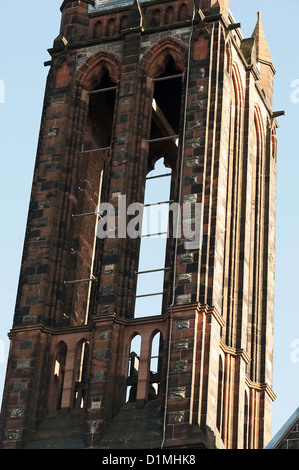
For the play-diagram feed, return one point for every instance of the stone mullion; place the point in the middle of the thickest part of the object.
(244, 314)
(245, 229)
(120, 283)
(66, 202)
(193, 184)
(205, 281)
(217, 251)
(269, 275)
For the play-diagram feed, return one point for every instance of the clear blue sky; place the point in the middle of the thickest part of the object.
(27, 30)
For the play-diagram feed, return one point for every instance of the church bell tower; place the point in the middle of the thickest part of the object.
(144, 313)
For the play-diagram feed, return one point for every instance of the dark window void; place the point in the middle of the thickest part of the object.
(101, 112)
(92, 186)
(167, 103)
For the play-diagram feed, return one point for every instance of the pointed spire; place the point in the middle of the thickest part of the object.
(262, 50)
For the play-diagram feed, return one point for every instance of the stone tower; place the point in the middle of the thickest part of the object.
(151, 335)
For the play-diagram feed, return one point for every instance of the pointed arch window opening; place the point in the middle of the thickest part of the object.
(133, 369)
(163, 151)
(96, 146)
(155, 367)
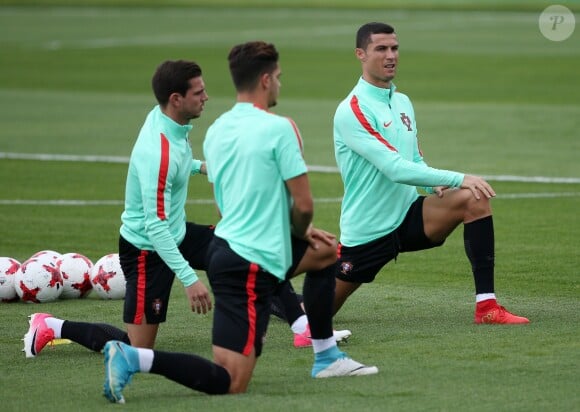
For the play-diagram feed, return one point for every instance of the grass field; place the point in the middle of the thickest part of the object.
(492, 97)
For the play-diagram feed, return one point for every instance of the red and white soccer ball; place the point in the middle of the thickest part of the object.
(75, 270)
(107, 277)
(46, 253)
(38, 280)
(8, 269)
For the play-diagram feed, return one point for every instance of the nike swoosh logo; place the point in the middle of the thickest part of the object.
(33, 346)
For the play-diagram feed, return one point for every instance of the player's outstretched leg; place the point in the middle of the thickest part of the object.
(121, 363)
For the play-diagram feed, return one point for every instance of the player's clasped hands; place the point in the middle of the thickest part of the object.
(199, 297)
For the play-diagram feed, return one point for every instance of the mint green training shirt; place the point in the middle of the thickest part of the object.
(156, 191)
(376, 149)
(250, 153)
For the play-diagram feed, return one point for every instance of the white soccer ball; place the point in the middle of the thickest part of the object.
(75, 270)
(46, 253)
(107, 277)
(8, 269)
(38, 280)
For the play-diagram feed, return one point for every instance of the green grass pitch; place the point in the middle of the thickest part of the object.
(492, 97)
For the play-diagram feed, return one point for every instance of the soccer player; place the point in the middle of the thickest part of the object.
(261, 189)
(156, 243)
(376, 148)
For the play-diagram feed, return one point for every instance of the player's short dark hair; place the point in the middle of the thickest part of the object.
(173, 76)
(363, 35)
(248, 61)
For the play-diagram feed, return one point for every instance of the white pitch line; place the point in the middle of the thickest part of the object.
(312, 168)
(77, 202)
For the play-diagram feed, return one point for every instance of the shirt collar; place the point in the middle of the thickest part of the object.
(379, 93)
(174, 128)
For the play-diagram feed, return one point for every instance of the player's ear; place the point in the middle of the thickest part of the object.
(174, 99)
(265, 80)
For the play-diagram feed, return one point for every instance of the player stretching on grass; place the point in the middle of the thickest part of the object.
(375, 141)
(262, 192)
(156, 243)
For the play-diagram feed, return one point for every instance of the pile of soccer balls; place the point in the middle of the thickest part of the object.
(48, 275)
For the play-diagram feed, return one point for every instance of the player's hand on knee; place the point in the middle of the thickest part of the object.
(199, 297)
(477, 185)
(324, 236)
(438, 190)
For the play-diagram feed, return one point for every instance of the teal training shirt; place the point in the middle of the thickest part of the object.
(156, 191)
(377, 152)
(250, 153)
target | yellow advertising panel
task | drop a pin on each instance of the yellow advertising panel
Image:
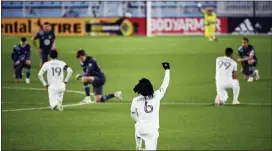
(30, 26)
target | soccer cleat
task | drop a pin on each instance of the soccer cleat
(235, 102)
(139, 148)
(257, 75)
(60, 107)
(250, 79)
(118, 95)
(87, 100)
(54, 107)
(27, 80)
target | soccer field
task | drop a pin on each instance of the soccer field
(188, 118)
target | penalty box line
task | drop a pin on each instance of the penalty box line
(80, 92)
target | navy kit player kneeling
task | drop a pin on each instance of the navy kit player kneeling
(145, 110)
(21, 59)
(93, 75)
(46, 40)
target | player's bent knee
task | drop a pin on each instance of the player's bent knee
(98, 98)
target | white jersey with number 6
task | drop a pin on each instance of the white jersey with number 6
(147, 110)
(224, 68)
(54, 69)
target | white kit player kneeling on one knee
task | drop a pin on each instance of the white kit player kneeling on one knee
(145, 110)
(56, 85)
(226, 78)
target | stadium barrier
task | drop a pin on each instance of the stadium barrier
(30, 26)
(186, 26)
(136, 26)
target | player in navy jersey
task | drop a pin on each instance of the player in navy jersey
(46, 39)
(93, 75)
(21, 59)
(248, 60)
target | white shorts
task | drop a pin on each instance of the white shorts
(221, 89)
(55, 93)
(150, 138)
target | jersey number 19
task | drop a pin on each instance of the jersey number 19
(148, 108)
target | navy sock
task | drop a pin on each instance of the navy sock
(18, 73)
(28, 71)
(251, 70)
(106, 97)
(87, 89)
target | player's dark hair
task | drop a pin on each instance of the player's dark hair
(23, 39)
(80, 53)
(46, 23)
(53, 54)
(145, 88)
(228, 51)
(245, 39)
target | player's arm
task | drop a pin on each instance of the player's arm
(40, 74)
(34, 38)
(234, 72)
(88, 70)
(69, 73)
(133, 111)
(251, 55)
(166, 79)
(54, 42)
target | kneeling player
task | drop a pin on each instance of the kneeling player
(93, 75)
(226, 78)
(145, 110)
(248, 60)
(21, 59)
(56, 85)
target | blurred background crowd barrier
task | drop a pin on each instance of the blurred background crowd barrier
(130, 17)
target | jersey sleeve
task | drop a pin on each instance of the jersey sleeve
(53, 35)
(214, 17)
(133, 106)
(91, 66)
(235, 66)
(240, 52)
(28, 52)
(165, 83)
(14, 55)
(44, 67)
(37, 36)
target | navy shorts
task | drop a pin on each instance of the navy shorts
(249, 69)
(98, 85)
(44, 55)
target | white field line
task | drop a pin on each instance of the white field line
(80, 92)
(42, 89)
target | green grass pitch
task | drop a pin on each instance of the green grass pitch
(125, 60)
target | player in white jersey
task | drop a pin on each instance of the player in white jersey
(226, 78)
(145, 111)
(56, 84)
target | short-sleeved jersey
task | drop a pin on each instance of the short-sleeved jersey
(208, 19)
(246, 52)
(148, 110)
(54, 69)
(224, 69)
(46, 39)
(91, 67)
(21, 53)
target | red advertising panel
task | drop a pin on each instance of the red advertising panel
(184, 25)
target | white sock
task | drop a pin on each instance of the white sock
(236, 90)
(138, 141)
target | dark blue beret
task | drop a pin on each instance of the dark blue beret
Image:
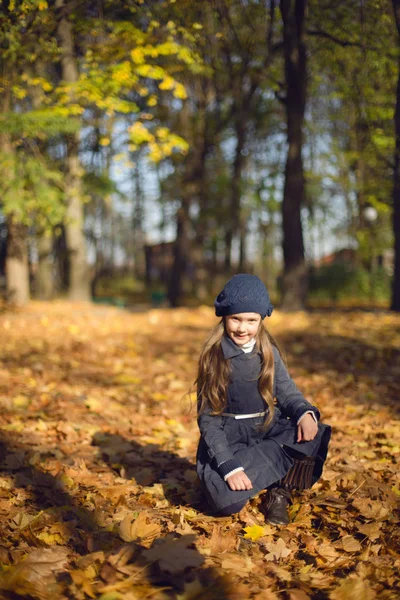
(243, 293)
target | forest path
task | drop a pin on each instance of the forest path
(98, 493)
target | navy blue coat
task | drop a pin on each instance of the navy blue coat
(264, 455)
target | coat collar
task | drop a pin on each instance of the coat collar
(229, 348)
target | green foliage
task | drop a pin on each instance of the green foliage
(31, 190)
(42, 124)
(346, 283)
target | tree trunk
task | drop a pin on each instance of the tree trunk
(395, 304)
(294, 280)
(181, 252)
(234, 218)
(79, 280)
(44, 276)
(17, 269)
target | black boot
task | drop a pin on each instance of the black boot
(276, 505)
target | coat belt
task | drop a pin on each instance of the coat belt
(244, 416)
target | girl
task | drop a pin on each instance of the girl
(249, 442)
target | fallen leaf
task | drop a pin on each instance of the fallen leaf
(254, 532)
(138, 527)
(277, 550)
(371, 509)
(297, 594)
(353, 588)
(35, 574)
(350, 544)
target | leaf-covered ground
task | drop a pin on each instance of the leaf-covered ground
(98, 492)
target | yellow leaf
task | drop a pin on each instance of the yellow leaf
(353, 588)
(371, 509)
(134, 527)
(254, 532)
(21, 401)
(277, 550)
(350, 544)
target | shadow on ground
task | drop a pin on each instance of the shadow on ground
(49, 498)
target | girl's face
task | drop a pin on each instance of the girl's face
(243, 327)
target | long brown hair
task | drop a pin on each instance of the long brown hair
(214, 372)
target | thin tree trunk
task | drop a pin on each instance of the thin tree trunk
(181, 251)
(395, 304)
(44, 275)
(294, 280)
(79, 281)
(234, 220)
(17, 269)
(16, 263)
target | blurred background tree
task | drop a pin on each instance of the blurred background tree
(149, 150)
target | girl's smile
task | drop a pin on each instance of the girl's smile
(243, 327)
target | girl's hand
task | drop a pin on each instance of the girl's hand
(307, 429)
(239, 481)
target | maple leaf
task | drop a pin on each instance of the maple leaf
(353, 588)
(138, 527)
(350, 544)
(277, 550)
(254, 532)
(35, 575)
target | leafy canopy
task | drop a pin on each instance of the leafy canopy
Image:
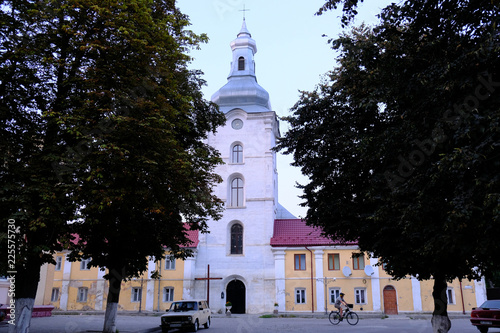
(401, 140)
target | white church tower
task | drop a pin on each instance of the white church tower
(237, 249)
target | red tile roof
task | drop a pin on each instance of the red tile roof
(296, 233)
(193, 237)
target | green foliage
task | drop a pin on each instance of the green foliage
(103, 126)
(400, 141)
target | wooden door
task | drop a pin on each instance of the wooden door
(390, 301)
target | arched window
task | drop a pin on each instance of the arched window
(237, 154)
(237, 192)
(241, 64)
(237, 239)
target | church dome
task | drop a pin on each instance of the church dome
(242, 90)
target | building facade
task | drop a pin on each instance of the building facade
(258, 254)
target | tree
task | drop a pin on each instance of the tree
(35, 206)
(400, 142)
(128, 124)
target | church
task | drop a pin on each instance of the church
(258, 256)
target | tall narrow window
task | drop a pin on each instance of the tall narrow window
(136, 295)
(84, 264)
(237, 192)
(300, 296)
(334, 294)
(300, 262)
(82, 294)
(236, 239)
(360, 295)
(237, 154)
(58, 263)
(451, 295)
(241, 64)
(358, 261)
(55, 295)
(333, 262)
(168, 294)
(169, 262)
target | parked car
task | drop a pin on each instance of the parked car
(486, 316)
(186, 314)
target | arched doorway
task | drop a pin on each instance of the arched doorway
(236, 293)
(390, 300)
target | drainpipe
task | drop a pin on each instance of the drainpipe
(462, 296)
(159, 286)
(312, 281)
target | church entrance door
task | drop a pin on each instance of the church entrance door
(235, 293)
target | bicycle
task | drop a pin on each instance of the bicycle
(351, 317)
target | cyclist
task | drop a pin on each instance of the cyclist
(341, 304)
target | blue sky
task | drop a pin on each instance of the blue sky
(291, 55)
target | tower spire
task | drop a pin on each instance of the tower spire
(244, 10)
(242, 90)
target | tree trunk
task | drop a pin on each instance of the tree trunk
(115, 283)
(22, 321)
(440, 321)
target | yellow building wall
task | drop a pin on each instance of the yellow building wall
(98, 289)
(404, 292)
(169, 278)
(298, 279)
(347, 285)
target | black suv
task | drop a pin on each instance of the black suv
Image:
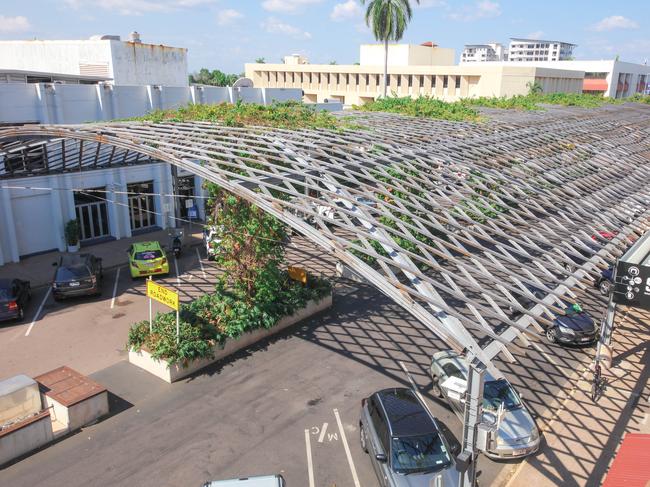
(407, 445)
(572, 327)
(14, 295)
(77, 275)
⁂
Print the lines from the one holding "target | church entrance door" through the last line of the records, word for word, and omit the pictures.

target | church entrance door
task | drop a pin on each instance of the church entrance door
(235, 293)
target | bicycle
task | drop a pin on each instance of the bicycle
(351, 317)
target | cyclist
task | drop a pin on each instance of the cyclist
(341, 304)
target | blue sky
task | drop a pin on each instance of the blue sky
(291, 55)
target | tower spire
task | drop a pin on each instance of the tower spire
(244, 10)
(242, 90)
target | tree trunk
task | drop a pin on each instance of the tree trunk
(115, 283)
(22, 321)
(440, 321)
target | yellow building wall
task | drop a pin on each instance of the yellow building wall
(98, 289)
(404, 292)
(169, 278)
(298, 279)
(347, 285)
target | black suv
task | drop a pin on each instance of the black suv
Image:
(407, 445)
(572, 327)
(14, 295)
(77, 275)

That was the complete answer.